Collected data entries:
# # # #
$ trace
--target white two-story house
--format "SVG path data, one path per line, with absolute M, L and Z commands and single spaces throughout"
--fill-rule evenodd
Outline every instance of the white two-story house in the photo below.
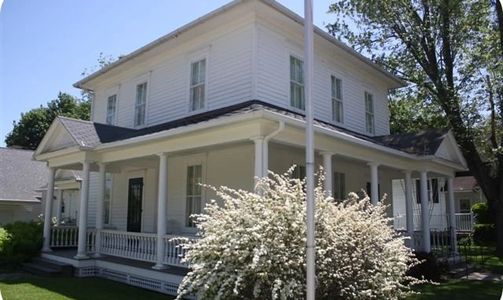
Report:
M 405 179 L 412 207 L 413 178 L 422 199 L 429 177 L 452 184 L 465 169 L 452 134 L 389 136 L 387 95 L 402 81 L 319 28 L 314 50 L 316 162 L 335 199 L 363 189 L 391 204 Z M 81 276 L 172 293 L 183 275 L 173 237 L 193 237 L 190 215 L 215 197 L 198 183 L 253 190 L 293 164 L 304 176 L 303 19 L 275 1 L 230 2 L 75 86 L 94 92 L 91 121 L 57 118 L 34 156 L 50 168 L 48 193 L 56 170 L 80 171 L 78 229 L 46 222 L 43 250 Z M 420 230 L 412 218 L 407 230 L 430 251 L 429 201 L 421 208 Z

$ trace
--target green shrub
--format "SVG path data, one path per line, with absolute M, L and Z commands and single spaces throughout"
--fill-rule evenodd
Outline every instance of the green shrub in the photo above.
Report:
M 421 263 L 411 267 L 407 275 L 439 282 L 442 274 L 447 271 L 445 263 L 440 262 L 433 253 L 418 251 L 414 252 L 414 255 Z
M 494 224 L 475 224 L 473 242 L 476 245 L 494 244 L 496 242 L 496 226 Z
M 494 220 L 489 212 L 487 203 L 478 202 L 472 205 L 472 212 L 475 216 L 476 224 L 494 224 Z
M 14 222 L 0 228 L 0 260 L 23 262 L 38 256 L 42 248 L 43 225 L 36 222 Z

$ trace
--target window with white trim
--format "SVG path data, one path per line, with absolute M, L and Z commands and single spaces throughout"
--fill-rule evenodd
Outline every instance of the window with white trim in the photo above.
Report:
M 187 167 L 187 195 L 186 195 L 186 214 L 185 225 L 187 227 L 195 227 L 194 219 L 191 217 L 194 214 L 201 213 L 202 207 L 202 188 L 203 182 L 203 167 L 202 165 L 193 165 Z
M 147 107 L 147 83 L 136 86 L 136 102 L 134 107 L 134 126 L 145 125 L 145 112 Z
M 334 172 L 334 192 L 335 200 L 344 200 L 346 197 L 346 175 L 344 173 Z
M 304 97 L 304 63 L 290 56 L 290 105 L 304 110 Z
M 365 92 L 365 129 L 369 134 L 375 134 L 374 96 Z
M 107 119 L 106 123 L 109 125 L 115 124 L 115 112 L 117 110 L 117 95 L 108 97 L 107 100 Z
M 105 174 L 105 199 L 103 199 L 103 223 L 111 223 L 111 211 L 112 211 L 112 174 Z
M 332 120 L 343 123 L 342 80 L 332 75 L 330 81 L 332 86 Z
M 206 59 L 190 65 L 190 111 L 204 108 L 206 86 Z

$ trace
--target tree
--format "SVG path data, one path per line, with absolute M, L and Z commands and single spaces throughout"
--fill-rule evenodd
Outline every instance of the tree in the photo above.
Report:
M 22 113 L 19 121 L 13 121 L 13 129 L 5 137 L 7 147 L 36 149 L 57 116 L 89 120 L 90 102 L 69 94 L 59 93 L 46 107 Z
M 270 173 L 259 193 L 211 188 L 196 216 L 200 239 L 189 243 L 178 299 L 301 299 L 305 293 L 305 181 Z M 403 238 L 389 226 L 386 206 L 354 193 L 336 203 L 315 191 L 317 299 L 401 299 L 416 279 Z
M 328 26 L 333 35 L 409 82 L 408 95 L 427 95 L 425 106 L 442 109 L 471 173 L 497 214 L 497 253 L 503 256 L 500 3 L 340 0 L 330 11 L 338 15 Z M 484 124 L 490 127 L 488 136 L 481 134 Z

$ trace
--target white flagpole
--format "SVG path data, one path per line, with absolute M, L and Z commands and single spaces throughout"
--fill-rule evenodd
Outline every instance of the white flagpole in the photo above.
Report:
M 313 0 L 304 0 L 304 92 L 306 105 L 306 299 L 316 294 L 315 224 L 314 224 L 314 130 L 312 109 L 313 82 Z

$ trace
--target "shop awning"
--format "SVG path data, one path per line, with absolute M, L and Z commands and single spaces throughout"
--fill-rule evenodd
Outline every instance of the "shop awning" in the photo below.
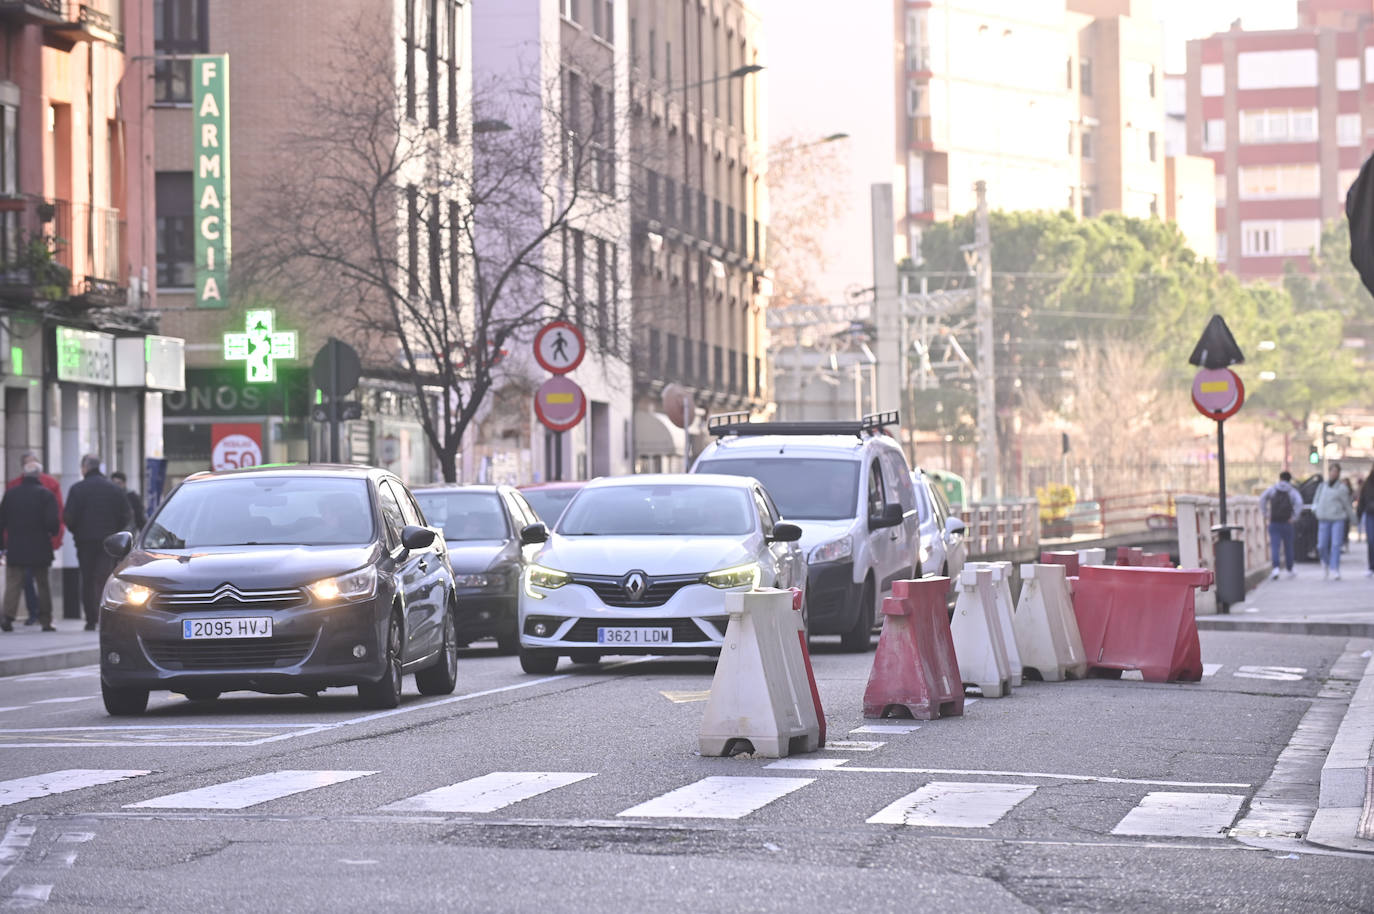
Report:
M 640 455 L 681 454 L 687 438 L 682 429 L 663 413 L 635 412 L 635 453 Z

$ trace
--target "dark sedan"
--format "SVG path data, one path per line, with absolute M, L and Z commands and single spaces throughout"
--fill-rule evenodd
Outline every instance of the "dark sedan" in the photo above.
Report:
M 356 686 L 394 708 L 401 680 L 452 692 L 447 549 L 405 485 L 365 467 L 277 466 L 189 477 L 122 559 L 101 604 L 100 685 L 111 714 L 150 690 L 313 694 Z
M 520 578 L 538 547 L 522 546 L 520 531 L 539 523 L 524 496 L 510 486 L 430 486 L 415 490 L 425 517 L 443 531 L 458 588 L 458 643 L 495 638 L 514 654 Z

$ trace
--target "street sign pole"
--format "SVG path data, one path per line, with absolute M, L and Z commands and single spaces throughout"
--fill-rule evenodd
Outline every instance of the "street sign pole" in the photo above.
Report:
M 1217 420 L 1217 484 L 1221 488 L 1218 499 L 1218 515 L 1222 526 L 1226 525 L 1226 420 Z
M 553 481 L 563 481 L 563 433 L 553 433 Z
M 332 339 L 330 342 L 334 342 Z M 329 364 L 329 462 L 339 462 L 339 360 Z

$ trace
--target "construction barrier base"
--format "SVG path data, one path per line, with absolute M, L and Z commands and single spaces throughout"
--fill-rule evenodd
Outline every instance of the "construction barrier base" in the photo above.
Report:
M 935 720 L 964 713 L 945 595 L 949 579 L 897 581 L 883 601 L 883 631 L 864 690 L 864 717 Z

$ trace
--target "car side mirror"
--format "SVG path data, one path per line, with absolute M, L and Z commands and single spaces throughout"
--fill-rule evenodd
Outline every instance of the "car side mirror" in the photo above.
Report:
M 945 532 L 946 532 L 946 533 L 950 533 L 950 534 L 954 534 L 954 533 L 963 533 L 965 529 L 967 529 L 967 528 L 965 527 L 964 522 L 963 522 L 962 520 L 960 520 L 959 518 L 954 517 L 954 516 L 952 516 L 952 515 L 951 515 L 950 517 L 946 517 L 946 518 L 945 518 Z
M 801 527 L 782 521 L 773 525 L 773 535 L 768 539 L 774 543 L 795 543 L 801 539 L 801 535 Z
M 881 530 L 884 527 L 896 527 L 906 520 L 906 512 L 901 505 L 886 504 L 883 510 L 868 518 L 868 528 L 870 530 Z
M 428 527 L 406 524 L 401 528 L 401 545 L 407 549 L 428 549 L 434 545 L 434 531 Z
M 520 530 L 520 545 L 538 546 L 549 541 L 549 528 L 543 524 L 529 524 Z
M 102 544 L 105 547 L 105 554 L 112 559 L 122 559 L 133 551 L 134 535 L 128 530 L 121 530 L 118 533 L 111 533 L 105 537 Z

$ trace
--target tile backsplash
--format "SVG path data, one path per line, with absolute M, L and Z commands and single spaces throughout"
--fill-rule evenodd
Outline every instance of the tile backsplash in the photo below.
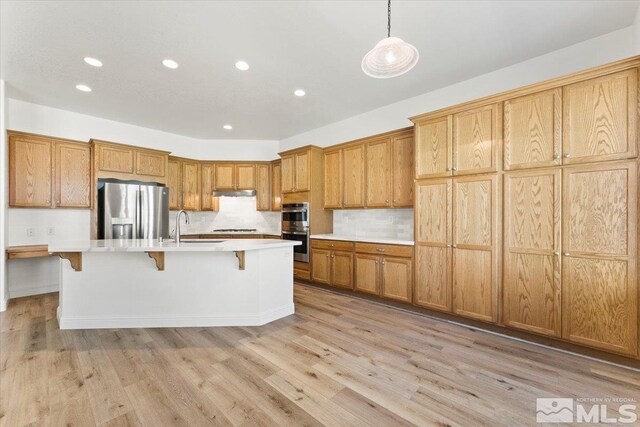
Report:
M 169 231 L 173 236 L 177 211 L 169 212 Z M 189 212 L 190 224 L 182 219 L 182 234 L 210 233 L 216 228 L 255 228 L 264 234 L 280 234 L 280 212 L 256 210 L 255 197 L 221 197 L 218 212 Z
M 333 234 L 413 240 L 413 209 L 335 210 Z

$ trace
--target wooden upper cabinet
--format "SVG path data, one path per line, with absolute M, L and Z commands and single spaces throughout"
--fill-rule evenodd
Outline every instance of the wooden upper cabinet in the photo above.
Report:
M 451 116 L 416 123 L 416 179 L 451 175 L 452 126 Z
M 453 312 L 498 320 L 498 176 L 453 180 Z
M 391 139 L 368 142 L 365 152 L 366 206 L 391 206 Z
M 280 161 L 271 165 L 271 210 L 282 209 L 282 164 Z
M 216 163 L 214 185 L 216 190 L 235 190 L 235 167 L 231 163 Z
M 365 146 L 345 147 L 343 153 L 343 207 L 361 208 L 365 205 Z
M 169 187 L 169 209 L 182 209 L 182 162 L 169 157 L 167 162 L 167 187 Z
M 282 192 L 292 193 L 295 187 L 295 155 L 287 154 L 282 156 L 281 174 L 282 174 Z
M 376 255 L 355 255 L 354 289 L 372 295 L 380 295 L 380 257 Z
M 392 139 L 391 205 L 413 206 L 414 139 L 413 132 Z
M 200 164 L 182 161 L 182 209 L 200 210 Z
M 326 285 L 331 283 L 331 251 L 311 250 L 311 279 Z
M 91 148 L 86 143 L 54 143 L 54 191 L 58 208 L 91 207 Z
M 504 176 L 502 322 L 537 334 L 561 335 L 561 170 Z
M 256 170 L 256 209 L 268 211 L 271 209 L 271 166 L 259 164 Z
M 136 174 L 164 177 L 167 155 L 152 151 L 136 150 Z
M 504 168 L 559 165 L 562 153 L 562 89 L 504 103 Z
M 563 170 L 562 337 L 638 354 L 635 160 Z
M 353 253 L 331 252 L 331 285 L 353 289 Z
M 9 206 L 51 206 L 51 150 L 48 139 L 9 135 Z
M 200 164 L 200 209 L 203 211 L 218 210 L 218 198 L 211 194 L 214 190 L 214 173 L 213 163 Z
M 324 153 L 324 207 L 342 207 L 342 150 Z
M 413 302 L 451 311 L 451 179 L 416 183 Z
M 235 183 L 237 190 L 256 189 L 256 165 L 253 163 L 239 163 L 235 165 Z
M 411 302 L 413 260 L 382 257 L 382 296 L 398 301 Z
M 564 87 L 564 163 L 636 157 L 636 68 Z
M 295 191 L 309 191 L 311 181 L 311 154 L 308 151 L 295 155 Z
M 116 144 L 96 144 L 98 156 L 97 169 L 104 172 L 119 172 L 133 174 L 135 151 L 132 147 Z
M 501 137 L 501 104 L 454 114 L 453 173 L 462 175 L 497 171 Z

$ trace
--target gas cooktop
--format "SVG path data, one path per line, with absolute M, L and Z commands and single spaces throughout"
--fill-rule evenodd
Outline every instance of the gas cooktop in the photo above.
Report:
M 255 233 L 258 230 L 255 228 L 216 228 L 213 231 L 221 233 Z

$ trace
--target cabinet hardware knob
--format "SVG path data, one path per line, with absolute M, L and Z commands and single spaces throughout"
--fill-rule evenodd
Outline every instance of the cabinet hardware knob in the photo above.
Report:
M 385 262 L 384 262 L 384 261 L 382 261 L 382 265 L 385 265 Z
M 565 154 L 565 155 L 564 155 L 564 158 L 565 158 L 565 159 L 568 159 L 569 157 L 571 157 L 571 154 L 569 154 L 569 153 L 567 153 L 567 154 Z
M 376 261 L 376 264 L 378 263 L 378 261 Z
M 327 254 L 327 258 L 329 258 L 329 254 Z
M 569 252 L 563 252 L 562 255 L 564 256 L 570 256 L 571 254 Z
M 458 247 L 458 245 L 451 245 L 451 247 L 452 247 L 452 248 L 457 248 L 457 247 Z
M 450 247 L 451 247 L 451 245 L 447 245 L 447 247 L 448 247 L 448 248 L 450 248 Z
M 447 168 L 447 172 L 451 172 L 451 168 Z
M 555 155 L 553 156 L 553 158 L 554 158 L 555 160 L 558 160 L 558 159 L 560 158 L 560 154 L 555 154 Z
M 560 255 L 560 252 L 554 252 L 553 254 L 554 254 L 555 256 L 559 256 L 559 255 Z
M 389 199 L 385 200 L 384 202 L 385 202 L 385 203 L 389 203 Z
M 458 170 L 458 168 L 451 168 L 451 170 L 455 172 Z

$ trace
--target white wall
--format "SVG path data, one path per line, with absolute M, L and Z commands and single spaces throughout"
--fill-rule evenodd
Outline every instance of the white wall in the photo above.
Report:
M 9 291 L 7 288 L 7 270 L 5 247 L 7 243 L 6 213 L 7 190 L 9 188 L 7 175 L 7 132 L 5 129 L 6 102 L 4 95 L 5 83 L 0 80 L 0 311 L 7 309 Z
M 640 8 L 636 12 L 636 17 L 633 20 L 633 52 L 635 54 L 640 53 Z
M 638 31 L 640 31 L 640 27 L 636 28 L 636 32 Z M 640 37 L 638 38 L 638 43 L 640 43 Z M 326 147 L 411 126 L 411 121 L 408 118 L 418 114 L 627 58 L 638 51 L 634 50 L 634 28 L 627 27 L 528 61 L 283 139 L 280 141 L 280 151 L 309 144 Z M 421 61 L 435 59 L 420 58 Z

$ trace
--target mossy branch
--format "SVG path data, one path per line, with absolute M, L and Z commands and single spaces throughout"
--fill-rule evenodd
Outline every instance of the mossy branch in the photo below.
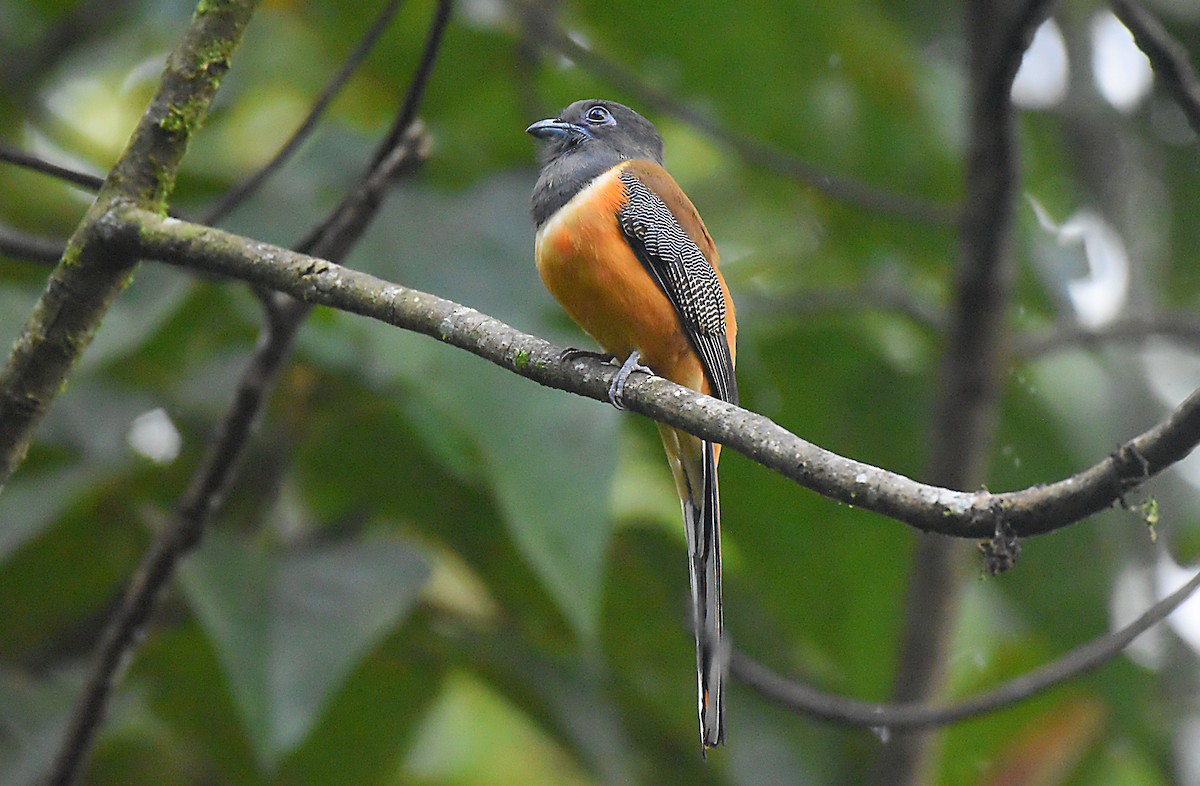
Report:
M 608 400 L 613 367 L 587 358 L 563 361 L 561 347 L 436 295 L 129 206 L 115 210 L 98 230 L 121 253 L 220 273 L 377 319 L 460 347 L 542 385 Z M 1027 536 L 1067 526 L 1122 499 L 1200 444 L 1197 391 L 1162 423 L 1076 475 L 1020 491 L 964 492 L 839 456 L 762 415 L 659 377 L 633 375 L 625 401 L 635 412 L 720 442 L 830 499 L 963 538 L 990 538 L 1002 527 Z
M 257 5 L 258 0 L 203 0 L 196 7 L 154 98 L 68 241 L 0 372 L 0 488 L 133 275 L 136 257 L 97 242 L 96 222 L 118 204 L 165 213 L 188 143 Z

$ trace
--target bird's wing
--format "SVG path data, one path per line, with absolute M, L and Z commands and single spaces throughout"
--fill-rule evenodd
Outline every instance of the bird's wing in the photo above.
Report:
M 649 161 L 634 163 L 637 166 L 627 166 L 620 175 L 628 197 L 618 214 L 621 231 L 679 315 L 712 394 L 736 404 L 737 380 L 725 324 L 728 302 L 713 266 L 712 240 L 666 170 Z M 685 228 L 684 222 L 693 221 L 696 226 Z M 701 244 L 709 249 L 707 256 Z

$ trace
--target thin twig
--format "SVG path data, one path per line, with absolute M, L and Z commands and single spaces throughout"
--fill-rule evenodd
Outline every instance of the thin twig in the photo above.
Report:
# # # #
*Your instructions:* Where a line in the records above contains the word "below", include it in the count; state the total and nothing more.

*Result for this exercise:* 4